- **Brief**: The data must be given again in full, with no line altered.

- **Data supplied**:
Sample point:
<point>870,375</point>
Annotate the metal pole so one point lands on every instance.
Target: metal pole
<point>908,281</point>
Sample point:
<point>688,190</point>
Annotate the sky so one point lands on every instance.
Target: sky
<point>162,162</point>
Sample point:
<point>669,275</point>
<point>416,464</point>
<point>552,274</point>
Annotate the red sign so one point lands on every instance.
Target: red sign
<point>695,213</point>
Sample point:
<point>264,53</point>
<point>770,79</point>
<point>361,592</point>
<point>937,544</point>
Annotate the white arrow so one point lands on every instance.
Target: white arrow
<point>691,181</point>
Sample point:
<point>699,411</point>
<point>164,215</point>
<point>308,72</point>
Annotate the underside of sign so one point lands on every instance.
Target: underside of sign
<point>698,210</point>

- **Worked solution**:
Sample point:
<point>870,375</point>
Annotate the metal pole so one point lands on every instance.
Target: metal pole
<point>908,281</point>
Sample point:
<point>688,190</point>
Annotate the sky so one point lands on every instance.
Target: sky
<point>162,162</point>
Sample point:
<point>669,275</point>
<point>416,464</point>
<point>552,274</point>
Annotate the red sign so one point lands on every instance.
Target: red sign
<point>695,213</point>
Sample point:
<point>264,53</point>
<point>770,79</point>
<point>361,592</point>
<point>937,544</point>
Annotate the white arrow so one point lands on every instance.
Target: white arrow
<point>691,181</point>
Sample point:
<point>699,411</point>
<point>164,215</point>
<point>308,72</point>
Annotate the underside of sign so one point lands on every instance.
Target: underside of sign
<point>698,210</point>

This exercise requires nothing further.